> **AIM**:
Write out every line of the material below verbatim, without any changes.

> **DATA PROVIDED**:

⟨

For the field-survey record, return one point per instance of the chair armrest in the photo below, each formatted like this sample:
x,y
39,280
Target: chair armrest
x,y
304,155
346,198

⟩

> **EXERCISE SOLUTION**:
For the field-survey record, return one point per instance of the chair armrest in the photo below, each formatted like this sample:
x,y
39,280
Target: chair armrest
x,y
304,155
346,198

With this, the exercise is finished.